__WRITTEN REQUEST__.
Copy every one of the records below word for word, leaving out the pictures.

________________________

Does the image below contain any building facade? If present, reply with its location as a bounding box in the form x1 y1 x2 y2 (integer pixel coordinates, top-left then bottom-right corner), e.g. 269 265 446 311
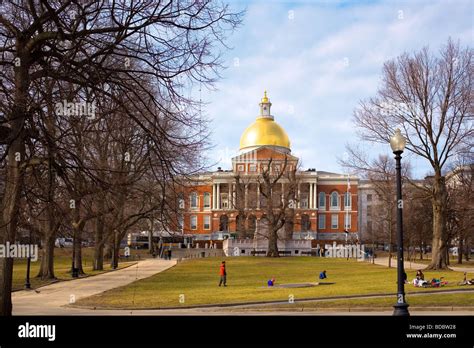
179 92 359 241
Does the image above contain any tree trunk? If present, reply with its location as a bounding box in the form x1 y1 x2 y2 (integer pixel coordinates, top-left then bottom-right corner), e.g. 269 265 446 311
93 205 105 271
73 232 85 275
110 231 120 269
458 238 464 265
36 231 56 280
0 56 29 316
426 173 448 270
267 228 280 257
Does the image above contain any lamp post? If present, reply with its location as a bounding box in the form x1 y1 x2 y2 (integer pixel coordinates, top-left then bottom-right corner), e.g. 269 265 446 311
390 129 410 316
25 230 31 290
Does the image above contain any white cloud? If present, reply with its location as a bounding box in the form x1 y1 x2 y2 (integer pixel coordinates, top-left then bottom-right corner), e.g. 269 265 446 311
205 1 472 175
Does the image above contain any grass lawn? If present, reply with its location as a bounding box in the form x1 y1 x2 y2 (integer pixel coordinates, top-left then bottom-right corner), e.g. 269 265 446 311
76 257 470 308
237 293 474 313
13 248 134 290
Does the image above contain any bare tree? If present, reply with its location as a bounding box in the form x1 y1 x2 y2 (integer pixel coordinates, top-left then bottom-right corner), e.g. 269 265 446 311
258 156 298 257
0 0 241 315
355 40 474 269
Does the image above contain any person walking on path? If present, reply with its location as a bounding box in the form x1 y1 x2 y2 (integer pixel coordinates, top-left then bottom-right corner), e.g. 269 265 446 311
219 261 227 286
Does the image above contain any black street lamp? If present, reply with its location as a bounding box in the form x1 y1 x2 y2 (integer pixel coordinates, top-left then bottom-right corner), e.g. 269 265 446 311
390 129 410 316
25 224 31 290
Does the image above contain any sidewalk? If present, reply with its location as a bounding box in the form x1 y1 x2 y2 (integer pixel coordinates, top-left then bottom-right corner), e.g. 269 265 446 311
375 256 474 274
12 259 176 315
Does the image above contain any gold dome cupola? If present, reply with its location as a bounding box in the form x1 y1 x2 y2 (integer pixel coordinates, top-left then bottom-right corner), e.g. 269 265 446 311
240 91 291 153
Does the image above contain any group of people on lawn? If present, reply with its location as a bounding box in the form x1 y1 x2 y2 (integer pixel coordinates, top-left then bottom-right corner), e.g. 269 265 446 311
219 261 474 288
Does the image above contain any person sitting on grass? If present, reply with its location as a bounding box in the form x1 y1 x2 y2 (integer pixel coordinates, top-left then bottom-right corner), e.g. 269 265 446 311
459 272 474 285
416 269 425 280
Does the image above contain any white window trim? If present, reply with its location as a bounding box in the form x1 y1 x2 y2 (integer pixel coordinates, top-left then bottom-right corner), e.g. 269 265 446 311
189 192 199 210
318 214 326 230
329 191 341 211
202 192 211 210
189 215 198 231
344 192 352 208
318 192 326 210
203 215 211 230
344 214 352 229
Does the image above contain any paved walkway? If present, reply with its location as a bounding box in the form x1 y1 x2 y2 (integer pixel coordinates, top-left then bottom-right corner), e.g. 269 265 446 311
12 259 176 315
375 256 474 274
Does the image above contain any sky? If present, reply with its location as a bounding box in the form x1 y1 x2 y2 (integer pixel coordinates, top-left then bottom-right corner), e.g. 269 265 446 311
201 0 474 178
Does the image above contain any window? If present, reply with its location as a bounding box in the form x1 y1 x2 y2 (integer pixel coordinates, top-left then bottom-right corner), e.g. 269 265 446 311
204 215 211 230
300 195 308 209
331 214 339 229
190 192 198 209
344 214 351 230
191 215 197 230
319 192 326 209
204 192 211 209
318 214 326 230
331 191 340 210
221 193 229 209
344 192 352 208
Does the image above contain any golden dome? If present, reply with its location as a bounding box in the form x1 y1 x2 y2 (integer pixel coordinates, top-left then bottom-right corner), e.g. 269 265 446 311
240 91 290 150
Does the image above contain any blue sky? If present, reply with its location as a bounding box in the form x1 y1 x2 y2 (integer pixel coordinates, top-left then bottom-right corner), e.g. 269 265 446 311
202 0 474 177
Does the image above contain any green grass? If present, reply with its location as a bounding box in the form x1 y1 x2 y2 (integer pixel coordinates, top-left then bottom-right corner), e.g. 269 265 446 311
12 248 137 290
236 293 474 311
77 257 470 308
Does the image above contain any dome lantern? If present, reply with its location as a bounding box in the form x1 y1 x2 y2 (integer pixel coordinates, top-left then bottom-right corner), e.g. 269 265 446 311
240 91 291 153
259 91 273 119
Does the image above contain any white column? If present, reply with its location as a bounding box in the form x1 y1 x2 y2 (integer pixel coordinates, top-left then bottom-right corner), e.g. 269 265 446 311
281 182 285 206
244 184 249 209
232 184 237 208
313 184 318 209
257 182 260 209
212 184 216 210
296 183 301 209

________________________

__SOLUTION FOR THIS PROBLEM__.
Does the image below contain any building facade? If present, reply with its location as a bounding box in the form x1 y1 x2 y2 (integer pixel coordinates, top-left then bottom-right corner), e.g. 269 265 446 311
179 92 359 241
Does the image above contain any tree trunk? If present, reply with its location as a bounding box in the form x1 y1 x2 y2 (integer pixel coordinates, top-left then bottom-right corner), e.g. 269 265 446 311
93 205 105 271
73 232 85 275
110 231 120 269
458 238 464 265
36 231 56 280
0 56 29 316
426 173 448 270
267 228 280 257
Does the image above contain any lamp post? If present, reply with its location as a bounding box in the form x1 y1 x2 y2 (integer pixel coordinates, top-left then bottom-right corner), e.g. 269 265 446 311
390 129 410 316
25 230 31 290
Does the image above contain any white cloud? If present, reply with its location as a bounding box in the form x1 y1 x2 y2 (integer pixel coordinates, top-left then bottom-right corner), e.g. 269 265 446 311
205 1 472 175
Does the image above contain any grass lawn? If present, reply with its location as a bounding box in the form x1 y1 x2 y2 (integer pixel coordinates, top-left then bottom-right corner), e.g. 269 265 446 311
76 257 470 308
237 293 474 313
13 248 134 290
Does the image above contain any bare tree? If present, reply with its location as a bounding box in the form x1 y1 x2 y2 (integer pixel coordinates, top-left then bottom-right corner), e.g. 269 265 446 311
258 156 298 257
0 0 241 315
355 40 474 269
Does the image above contain any person walking on path? If present, reply with its location as a bounding box in the form x1 y1 x2 y2 (integer pixel coordinates, top-left then bottom-right corner), e.g. 269 265 446 311
219 261 227 286
Does the image above contain any black street lamp? If present, reply with its location as a bounding box in the form x1 y1 x2 y2 (integer pixel coordinates, top-left then bottom-right corner), e.g. 269 265 446 311
390 129 410 316
25 224 31 290
Does the image above contain any sidewalk? If present, reply with its location as a bounding box in the form x1 y1 x2 y2 (integer pixel coordinates, top-left then bottom-right corner), e.g. 269 265 446 311
375 256 474 274
12 259 176 315
Does the image above contain any gold dome cupola? If present, reply with its location as a bounding box in the form x1 y1 x2 y2 (integer pixel coordinates, top-left then bottom-right corner), e.g. 269 265 446 311
240 91 291 153
Does the image above contain any group of people on lawn? If present, reply with its location as a bounding box in the form x1 y1 x2 y2 (integer pixel coordinates, top-left then bottom-right corner), e.g. 269 265 446 311
219 261 474 288
Does the image above contain any person sitting on grass? If present, reply with its location as a bounding box in the form x1 y1 x2 y2 (integer pixel coordinates, top-left then bottom-right corner), e.g. 269 265 446 311
459 272 474 285
416 269 425 280
Does the image above contain any white window trim? If present, reply with its location as a bounding box in the form x1 y1 x2 y2 (integer pixel coordinates, top-left then bottom-right corner), e.g. 269 265 446 311
189 192 199 210
318 214 326 230
329 191 341 211
202 192 211 210
189 215 198 231
344 192 352 208
318 192 326 210
203 215 211 230
344 214 352 229
Does the image above contain any paved walkway? If present, reply with its location as a bounding box in the form x1 y1 x2 y2 (integer pixel coordinates, top-left then bottom-right corner), e.g. 269 265 446 311
12 259 176 315
375 256 474 274
Does the image above contain any sky? If present, reply with its location as a bounding box in the form x1 y1 x2 y2 (integer pixel coordinates, top-left then bottom-right corner), e.g. 269 265 446 311
201 0 474 178
Does the image above contain any window? If present, reply with its location as a bounding box in the form x1 y1 x2 y2 (integer pixel coordinates, top-left then bottom-right corner), e.g. 269 265 446 311
204 215 211 230
300 195 308 209
331 214 339 229
190 192 198 209
344 214 351 230
191 215 197 230
319 192 326 209
204 192 211 209
318 214 326 230
331 191 340 210
221 193 229 209
344 192 352 208
Does the image above contain any golden dome? If present, reply with its location as a bounding box in the form x1 y1 x2 y2 (integer pixel coordinates, top-left then bottom-right corner), e.g. 269 265 446 311
240 91 290 150
Does the image above contain any blue sky? If present, reply with its location as a bounding box in the form x1 y1 x2 y2 (integer pixel coordinates, top-left then bottom-right corner), e.g. 269 265 446 311
202 0 474 177
Does the image above contain any green grass? If present, reply with its location as a bounding box in the form x1 y1 x2 y2 (integer pixel coordinates, top-left then bottom-right corner), e.g. 269 265 446 311
12 248 137 290
236 293 474 311
77 257 470 308
Does the image above contain any dome lantern? If present, reply with its location as a bounding box in the form x1 y1 x2 y2 (integer pixel coordinates, top-left then bottom-right corner), e.g. 269 265 446 311
240 91 291 153
259 91 273 119
Does the image above contain any white column? If present, reply with its location as a bounding box in the form x1 y1 x2 y2 (integer pixel coordinates, top-left then bottom-right corner), e.g. 269 265 446 311
281 182 285 206
244 184 249 209
232 184 237 208
313 184 318 209
257 182 260 209
212 184 216 210
296 183 301 209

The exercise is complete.